▶ [Required work] What you return must match the records exactly, line for line.

>>

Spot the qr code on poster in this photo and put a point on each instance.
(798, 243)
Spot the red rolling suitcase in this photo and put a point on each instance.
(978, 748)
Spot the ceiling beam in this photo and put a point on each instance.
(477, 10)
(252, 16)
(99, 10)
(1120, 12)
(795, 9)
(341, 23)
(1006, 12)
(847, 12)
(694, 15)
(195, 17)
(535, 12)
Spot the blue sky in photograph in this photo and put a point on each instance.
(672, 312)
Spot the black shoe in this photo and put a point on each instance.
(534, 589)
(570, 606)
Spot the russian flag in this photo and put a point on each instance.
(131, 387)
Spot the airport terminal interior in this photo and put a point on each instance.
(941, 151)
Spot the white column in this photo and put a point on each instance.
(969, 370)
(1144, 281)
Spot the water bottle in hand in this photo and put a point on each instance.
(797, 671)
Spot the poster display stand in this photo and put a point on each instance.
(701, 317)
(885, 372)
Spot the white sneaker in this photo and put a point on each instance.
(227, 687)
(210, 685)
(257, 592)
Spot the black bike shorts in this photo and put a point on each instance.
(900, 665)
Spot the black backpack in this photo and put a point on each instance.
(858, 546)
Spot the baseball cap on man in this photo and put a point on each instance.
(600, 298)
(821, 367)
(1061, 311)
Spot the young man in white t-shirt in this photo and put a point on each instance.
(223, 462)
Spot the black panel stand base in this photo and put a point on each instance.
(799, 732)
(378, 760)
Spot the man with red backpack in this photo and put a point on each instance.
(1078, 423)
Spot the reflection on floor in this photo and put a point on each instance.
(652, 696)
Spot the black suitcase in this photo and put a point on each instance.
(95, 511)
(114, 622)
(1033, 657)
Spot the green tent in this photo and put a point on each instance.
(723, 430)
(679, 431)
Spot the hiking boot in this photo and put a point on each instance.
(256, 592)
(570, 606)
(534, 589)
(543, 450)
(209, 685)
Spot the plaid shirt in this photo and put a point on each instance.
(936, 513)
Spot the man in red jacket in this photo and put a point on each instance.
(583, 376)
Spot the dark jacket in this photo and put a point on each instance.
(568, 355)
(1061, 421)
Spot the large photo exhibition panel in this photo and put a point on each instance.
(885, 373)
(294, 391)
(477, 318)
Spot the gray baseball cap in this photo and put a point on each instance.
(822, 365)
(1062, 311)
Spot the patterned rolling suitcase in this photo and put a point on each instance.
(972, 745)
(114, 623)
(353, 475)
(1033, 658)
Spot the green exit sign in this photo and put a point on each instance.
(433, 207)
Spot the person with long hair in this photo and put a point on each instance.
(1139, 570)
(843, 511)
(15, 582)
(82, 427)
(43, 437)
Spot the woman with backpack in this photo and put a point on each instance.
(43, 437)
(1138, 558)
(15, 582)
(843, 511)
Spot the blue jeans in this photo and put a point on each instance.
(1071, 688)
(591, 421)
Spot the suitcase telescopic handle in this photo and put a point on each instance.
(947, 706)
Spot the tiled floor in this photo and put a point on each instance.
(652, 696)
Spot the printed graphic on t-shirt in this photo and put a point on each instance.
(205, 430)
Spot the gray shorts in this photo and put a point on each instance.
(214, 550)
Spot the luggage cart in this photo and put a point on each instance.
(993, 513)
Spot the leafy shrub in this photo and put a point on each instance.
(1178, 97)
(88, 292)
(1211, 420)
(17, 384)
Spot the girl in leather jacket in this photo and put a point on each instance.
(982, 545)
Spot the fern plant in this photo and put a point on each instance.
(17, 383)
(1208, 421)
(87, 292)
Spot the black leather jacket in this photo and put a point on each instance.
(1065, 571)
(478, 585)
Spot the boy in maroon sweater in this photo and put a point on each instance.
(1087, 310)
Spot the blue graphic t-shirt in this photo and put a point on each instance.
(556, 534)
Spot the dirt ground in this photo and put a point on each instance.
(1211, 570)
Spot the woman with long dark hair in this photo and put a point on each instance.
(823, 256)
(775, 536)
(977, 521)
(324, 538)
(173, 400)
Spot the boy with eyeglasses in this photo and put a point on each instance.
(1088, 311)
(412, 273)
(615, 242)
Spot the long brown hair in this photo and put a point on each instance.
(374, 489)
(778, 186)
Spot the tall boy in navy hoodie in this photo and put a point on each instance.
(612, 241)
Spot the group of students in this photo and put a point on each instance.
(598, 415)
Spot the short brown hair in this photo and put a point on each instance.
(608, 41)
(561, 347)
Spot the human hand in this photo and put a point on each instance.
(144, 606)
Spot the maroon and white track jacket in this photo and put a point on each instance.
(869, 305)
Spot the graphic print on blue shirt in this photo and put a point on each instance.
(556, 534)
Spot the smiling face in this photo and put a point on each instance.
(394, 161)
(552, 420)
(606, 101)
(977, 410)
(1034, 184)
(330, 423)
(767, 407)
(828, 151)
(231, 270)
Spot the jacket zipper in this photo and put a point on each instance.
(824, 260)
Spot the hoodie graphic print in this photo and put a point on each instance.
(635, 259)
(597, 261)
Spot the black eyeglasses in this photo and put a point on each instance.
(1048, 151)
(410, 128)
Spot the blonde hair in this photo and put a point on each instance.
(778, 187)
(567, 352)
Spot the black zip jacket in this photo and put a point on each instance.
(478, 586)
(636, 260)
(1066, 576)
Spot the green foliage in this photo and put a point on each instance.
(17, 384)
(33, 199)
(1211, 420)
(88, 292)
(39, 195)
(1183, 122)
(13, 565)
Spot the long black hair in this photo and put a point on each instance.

<<

▶ [Result of the exercise]
Spot the qr code on poster in this photo and put a point on each instance.
(798, 243)
Spot the red rolling suitcase in this photo and put a point on each instance.
(978, 748)
Spot the ceiling beam in this photo and put a point on each instance.
(477, 10)
(252, 16)
(99, 10)
(1120, 12)
(795, 9)
(341, 23)
(1006, 12)
(847, 12)
(694, 15)
(195, 17)
(535, 12)
Spot the blue sky in photograph in this photo and put a point on each instance.
(672, 312)
Spot the black shoe in this photo and put a point on each instance.
(534, 589)
(570, 606)
Spot the russian flag in this photo and put a point on each instance.
(131, 387)
Spot the airport terminal interior in this photo and put a point on each instance.
(941, 151)
Spot the white column in this photo and put a point on each instance.
(969, 370)
(1144, 281)
Spot the water bottle in hand in this photo and put a point on each instance.
(797, 671)
Spot the poster display stand in this photo and put a point on each instance.
(701, 317)
(885, 372)
Spot the white sneaker in this photo and put a point on each instance.
(227, 687)
(210, 685)
(257, 592)
Spot the black bike shorts in this photo and put a point on each instance.
(900, 665)
Spot the black backpack in this photo and put a point on each instance.
(858, 546)
Spot the baseball cap on man in this photo and put a point on each instance.
(600, 298)
(821, 367)
(1061, 311)
Spot the young man in white t-shirt in this photo and put a point on each instance.
(223, 462)
Spot the black panel stand base in this photo and put a point on each instance.
(799, 732)
(378, 760)
Spot the man with red backpack in this photo and put a point on each instance.
(1078, 423)
Spot the reflection on floor in this photo and put a point on each instance.
(652, 696)
Spot the black suitcase in this photo and put a point on each instance.
(95, 511)
(114, 622)
(1033, 657)
Spot the green tent in this photo and put a point on each instance.
(723, 430)
(679, 431)
Spot the hiking boot in this photo and put a point on each instance.
(256, 592)
(570, 606)
(534, 589)
(543, 450)
(209, 685)
Spot the plaid shirt in this photo and put a point on each instance.
(936, 513)
Spot the man in red jacket in this photo and put a point on each instance.
(583, 376)
Spot the dark jacket in this photo and put a point on each instance.
(568, 355)
(1061, 421)
Spot the large photo exhibition panel in this photo and put a point on each instance.
(885, 373)
(294, 391)
(477, 318)
Spot the gray baseball cap in this photo and put a point on each instance.
(822, 365)
(1062, 311)
Spot the patterned rolling suitcase in this photo and put a point on each instance.
(972, 745)
(114, 623)
(353, 475)
(1033, 658)
Spot the green exit sign in this photo and put a point on each instance.
(433, 207)
Spot the person with long hair in this photo and put a point on each instance.
(1139, 570)
(843, 511)
(15, 582)
(82, 427)
(43, 437)
Spot the woman with backpack in this photo and put a point on each instance.
(43, 437)
(1138, 558)
(15, 582)
(843, 511)
Spot the blue jeans in this photo and put a point on each instance.
(1071, 688)
(591, 421)
Spot the suitcase telescopic handle in this photo and put a point on each instance.
(947, 706)
Spot the tiled floor in this photo and put a point on each instance.
(652, 696)
Spot the printed graphic on t-shirt in this photo and put a point on each instance.
(205, 430)
Spot the gray shorts in this photo and put a point on each instance.
(214, 550)
Spot the luggage cart in this photo and put a point on each instance.
(993, 513)
Spot the leafy shrub in this photo and put a point on each instance.
(1178, 97)
(88, 292)
(1211, 420)
(17, 384)
Spot the girl in leather jacket in this photo and put a point on each instance.
(982, 545)
Spot the fern plant in this photo and put a point on each instance.
(17, 383)
(1208, 421)
(87, 292)
Spot the black leather jacket in this photo and put a point on each instance.
(1065, 571)
(478, 585)
Spot the boy in maroon sweater in this photo and put a point on each instance.
(1087, 310)
Spot the blue graphic t-shirt in this photo and put a point on each instance.
(556, 534)
Spot the dirt ground in this photo and put a point on each instance.
(1211, 570)
Spot the woman with long dark hair in this photo and put a point on each instance.
(823, 256)
(775, 536)
(977, 521)
(324, 538)
(173, 400)
Spot the boy with eyeglasses in this photo and put a point on each instance.
(1088, 311)
(412, 273)
(615, 242)
Spot the long brown hair in this photo and put a point on each instance.
(374, 489)
(778, 186)
Spot the tall boy in navy hoodie in this photo and put a point on each instance.
(612, 241)
Spot the group of students in this photo and put a point on each instance.
(598, 415)
Spot the short brown hair in this photo and put a point on each instance.
(608, 41)
(561, 347)
Spot the human hand in this photo and put a point on each instance.
(144, 606)
Spot the maroon and white track jacket in this photo and put a point on each instance.
(869, 305)
Spot the graphic print on blue shirt in this photo and put a point on each instance.
(556, 534)
Spot the smiling face in this photo and put a point on each instance.
(394, 161)
(552, 420)
(606, 101)
(977, 410)
(1034, 184)
(330, 423)
(767, 407)
(828, 151)
(231, 270)
Spot the jacket zipper in this photo and put a point on each instance.
(824, 260)
Spot the hoodie graphic print in this photo and put a point on each instance.
(635, 259)
(597, 261)
Spot the black eyeglasses in this photo and put a point on each instance.
(1048, 151)
(410, 128)
Spot the blonde hair in this photo and put a point on each instance.
(778, 187)
(567, 352)
Spot the black zip jacket in this photo and put a point on each instance.
(478, 586)
(636, 260)
(1066, 576)
Spot the green foliage in this photo and put a point on each instance.
(17, 384)
(33, 199)
(1211, 420)
(88, 292)
(39, 195)
(1183, 122)
(13, 565)
Spot the long black hair in this photo and put a point on each instance.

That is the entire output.